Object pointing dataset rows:

........

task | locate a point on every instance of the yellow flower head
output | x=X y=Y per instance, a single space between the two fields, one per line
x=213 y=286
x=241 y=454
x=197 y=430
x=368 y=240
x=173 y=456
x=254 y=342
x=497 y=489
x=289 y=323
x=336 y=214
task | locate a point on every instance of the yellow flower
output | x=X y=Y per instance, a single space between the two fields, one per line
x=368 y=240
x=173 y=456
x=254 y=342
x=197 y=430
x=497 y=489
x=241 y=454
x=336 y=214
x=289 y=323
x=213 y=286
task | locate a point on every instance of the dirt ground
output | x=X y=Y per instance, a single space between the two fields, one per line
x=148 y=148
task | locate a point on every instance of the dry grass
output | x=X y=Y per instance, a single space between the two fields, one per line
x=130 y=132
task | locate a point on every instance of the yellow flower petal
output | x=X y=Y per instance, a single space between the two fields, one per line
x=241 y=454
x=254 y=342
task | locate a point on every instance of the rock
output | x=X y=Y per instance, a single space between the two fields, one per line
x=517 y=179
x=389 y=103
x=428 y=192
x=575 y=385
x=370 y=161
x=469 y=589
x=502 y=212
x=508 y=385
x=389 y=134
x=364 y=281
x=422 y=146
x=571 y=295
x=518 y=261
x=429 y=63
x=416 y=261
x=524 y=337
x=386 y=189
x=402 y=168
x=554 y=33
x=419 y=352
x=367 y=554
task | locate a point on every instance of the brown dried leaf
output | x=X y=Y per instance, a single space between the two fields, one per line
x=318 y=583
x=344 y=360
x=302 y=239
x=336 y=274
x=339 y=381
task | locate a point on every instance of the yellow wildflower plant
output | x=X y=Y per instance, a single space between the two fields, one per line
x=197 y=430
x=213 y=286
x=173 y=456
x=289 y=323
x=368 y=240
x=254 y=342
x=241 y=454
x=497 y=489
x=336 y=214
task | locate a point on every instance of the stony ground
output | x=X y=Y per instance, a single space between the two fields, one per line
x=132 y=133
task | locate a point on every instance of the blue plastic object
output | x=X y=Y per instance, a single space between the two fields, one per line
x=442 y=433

........

Beginning at the line containing "task | locate a point on every instance of the blue" and continuing to the last line, write those lines out as a numbered list, skipping any blank lines.

1. task | locate a point on every instance of the blue plastic object
2. output | x=X y=Y per instance, a single space between the two fields, one per line
3. x=442 y=433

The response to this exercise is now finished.